◆ What is required:
Make a word-for-word copy of the entries below from their first line through the line with "Target: golf course", and add nothing.

Stored data entries
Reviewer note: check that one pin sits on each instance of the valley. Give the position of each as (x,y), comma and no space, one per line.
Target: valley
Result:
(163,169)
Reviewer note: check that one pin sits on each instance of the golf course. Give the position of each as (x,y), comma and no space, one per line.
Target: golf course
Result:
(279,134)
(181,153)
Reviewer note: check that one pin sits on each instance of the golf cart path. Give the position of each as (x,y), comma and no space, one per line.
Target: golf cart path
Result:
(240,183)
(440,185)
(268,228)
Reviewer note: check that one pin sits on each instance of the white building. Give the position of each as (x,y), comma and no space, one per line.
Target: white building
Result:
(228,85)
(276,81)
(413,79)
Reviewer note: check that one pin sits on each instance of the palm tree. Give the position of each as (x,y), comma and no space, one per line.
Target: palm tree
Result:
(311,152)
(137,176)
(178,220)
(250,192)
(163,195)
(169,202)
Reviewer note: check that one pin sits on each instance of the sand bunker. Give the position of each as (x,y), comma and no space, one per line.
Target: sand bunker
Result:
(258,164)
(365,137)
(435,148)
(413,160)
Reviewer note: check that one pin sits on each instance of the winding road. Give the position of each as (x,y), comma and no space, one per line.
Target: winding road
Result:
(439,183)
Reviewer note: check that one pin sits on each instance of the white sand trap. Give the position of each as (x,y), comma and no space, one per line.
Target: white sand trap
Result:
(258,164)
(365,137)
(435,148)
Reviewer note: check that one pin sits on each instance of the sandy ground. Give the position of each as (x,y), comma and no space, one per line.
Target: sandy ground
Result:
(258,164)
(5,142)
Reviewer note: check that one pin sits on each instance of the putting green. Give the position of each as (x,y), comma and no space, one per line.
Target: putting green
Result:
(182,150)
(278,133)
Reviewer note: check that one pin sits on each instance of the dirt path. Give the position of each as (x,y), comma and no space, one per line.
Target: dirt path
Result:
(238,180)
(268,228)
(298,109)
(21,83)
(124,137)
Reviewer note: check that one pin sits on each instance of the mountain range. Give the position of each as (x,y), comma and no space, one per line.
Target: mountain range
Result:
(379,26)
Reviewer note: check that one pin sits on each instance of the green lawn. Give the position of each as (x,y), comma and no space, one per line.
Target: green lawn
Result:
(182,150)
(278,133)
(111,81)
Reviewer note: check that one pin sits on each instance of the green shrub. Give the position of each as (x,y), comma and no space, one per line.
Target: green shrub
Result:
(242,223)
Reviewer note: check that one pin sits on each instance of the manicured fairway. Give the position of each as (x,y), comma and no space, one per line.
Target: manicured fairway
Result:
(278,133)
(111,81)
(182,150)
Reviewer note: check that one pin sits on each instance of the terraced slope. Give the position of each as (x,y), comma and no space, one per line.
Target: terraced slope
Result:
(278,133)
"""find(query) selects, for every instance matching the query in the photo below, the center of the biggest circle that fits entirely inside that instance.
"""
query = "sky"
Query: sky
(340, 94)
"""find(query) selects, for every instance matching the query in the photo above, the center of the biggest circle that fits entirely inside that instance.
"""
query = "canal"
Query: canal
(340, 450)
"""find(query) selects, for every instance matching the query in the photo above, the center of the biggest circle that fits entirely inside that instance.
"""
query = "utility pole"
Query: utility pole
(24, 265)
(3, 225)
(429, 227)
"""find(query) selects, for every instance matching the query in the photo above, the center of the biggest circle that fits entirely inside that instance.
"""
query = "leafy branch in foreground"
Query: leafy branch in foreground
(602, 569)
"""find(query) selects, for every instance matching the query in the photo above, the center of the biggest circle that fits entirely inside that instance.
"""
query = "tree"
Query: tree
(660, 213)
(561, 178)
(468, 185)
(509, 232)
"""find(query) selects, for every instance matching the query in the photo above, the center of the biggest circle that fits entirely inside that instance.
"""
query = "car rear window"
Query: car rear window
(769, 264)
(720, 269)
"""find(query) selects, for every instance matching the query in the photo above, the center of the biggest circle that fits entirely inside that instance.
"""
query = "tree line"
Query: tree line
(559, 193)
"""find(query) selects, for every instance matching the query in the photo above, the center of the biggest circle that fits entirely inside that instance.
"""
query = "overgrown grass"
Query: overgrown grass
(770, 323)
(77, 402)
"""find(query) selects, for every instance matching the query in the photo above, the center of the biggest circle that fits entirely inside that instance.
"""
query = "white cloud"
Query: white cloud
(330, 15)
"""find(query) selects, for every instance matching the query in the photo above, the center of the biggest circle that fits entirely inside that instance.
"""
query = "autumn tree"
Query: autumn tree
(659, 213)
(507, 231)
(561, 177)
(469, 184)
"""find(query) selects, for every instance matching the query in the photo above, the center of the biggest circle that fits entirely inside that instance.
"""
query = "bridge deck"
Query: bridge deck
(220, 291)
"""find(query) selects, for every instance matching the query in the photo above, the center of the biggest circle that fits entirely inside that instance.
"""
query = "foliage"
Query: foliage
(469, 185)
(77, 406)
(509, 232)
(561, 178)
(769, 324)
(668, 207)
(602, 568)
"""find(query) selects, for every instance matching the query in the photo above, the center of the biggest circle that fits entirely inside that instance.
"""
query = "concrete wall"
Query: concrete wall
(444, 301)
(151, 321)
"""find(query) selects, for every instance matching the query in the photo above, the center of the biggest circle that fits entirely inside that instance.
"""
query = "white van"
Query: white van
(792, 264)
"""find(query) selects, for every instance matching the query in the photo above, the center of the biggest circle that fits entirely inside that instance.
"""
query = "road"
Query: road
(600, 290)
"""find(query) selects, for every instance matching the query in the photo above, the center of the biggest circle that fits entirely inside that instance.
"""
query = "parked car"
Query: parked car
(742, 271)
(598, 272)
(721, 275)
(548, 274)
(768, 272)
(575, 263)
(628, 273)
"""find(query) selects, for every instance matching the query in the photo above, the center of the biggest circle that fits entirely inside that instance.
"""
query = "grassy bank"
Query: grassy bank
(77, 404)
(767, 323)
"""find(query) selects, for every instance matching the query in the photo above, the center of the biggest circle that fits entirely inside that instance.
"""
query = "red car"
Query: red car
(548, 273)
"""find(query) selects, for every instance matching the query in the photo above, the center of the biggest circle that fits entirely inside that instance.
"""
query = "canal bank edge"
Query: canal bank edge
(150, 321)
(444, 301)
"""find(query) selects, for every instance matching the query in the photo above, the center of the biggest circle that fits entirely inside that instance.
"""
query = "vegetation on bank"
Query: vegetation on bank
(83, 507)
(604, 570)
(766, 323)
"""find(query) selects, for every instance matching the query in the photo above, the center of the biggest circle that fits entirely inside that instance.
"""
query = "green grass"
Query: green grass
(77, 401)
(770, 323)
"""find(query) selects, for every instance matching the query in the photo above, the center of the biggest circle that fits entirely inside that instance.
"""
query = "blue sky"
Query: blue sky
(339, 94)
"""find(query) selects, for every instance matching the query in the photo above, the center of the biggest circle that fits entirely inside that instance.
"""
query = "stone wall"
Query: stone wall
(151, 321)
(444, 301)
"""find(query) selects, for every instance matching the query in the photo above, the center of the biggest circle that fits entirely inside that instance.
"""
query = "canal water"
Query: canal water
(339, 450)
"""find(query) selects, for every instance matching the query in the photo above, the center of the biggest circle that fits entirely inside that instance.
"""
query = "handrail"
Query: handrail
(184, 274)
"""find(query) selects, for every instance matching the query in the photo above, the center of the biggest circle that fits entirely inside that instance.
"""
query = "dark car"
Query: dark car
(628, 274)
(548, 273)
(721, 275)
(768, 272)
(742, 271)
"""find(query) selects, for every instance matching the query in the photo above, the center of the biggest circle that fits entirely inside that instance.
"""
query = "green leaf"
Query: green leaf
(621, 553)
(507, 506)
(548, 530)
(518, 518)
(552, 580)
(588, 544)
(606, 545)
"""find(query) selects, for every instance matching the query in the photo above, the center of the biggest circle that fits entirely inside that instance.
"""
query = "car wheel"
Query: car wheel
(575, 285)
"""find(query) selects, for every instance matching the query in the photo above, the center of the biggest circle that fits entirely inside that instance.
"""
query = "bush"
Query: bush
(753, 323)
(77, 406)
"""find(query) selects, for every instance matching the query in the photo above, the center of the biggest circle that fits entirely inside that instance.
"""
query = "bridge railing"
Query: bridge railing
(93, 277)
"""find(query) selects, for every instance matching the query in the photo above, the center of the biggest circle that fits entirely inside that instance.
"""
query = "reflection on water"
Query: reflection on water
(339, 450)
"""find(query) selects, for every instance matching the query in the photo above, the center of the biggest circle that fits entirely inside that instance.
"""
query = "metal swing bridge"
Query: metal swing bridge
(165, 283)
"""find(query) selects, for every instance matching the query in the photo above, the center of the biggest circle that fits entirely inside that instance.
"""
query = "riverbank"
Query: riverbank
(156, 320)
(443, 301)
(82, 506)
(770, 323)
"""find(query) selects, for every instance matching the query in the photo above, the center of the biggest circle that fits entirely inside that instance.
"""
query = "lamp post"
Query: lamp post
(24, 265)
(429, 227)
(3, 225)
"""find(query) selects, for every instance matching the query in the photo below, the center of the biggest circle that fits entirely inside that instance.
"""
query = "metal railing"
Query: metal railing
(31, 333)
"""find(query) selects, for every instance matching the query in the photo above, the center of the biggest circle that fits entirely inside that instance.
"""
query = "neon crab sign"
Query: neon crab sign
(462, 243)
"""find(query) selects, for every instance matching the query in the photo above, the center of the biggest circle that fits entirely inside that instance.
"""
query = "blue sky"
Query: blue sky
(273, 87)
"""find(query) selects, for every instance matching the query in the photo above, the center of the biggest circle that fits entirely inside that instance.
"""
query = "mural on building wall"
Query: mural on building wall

◆ Exercise answer:
Reviewer note: check that one pin sits on each instance of the valley. Give the position of each as (x,y), comma and no space, one per line.
Target: valley
Result:
(163,169)
Reviewer note: check that one pin sits on each instance of the golf course. Give the position of each as (x,y), comma and no space, one per line.
Target: golf course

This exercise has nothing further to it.